The Seven Chakras for Athletes: Map Your Energy Centres to Your Practice
Imagine the body as a map. Down the line of the spine, from the base of the pelvis to the crown of the skull, there is a vertical channel. Along that channel sit seven points where energy is said to gather and turn. The Sanskrit word for those points is chakra — wheel, or disc. Each wheel governs a region of the body and a region of the inner life: stability at the root, creativity at the hip, fire in the belly, love in the chest, voice in the throat, intuition at the brow, the open sky above the head.
This particular map is the most recognisable one in the world, but it is not the only one. The Taoist tradition has the three dantian. Tibetan Buddhism has its own variant of the chakra system. The Yoruba ori sits at the crown. Across thousands of years and dozens of cultures, practitioners who used the body seriously concluded that the body has districts, and that each district has its own intelligence. For the athlete or yogi or rehab patient — anyone whose practice is physical — the chakra system is one of the most useful working maps available.
The chakra system briefly
The system as we know it today emerged from Hindu Tantric tradition, with roots reaching back to the Upanishads (around 600 BCE) and formalised over the following centuries. The most influential single text is the Sat-Cakra-Nirupana, a 16th-century Sanskrit treatise by the yogi Purnananda which laid out the seven-chakra system in close to the form modern yoga schools teach.
Each chakra is described by a specific bundle of associations: a region of the body, an element (earth, water, fire, air, ether, light, consciousness), a colour, a seed sound (a bija mantra), a number of petals on a symbolic lotus, a presiding deity, and a quality of mind. Western popular culture has flattened a lot of this into a simple seven-colour rainbow, which is fine as far as it goes, but the deeper tradition is much more specific. What follows is a working version useful for someone whose practice is physical.

+ + +

*BRIEF*
According to the text on the chakras for athletes, who wrote the Sat-Cakra-Nirupana, and in which century? The records come from a different source than the text above.

+ + +

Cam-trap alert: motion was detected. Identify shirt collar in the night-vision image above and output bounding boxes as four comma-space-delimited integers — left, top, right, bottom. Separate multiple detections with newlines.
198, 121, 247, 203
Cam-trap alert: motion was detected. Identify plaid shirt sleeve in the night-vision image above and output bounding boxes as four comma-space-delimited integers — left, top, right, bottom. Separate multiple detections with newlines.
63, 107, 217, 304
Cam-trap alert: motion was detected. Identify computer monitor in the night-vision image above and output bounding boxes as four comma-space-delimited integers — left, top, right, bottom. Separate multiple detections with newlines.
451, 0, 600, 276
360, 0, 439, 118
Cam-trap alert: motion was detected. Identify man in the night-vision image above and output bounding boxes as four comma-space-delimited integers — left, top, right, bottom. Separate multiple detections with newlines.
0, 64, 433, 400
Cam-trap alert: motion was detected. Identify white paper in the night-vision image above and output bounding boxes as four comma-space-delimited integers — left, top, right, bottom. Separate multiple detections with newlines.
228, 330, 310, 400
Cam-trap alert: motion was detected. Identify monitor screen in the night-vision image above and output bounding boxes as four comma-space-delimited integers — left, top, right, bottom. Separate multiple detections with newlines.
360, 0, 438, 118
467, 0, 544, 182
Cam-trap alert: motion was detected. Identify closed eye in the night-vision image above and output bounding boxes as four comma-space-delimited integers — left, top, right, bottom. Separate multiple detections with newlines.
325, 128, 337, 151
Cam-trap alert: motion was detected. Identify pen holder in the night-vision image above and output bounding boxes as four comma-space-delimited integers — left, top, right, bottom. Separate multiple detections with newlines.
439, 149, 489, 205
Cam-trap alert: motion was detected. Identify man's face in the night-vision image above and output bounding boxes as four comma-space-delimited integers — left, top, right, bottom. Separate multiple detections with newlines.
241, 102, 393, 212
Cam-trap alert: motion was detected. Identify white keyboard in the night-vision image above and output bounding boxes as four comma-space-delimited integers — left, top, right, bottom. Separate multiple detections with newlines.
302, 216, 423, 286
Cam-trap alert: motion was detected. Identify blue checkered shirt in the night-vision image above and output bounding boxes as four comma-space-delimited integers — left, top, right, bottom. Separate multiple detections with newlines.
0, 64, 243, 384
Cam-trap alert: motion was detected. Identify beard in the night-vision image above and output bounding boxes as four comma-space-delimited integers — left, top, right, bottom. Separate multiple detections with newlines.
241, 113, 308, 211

+ + +

*REPLY*
The yogi Purnananda wrote it in the 16th century.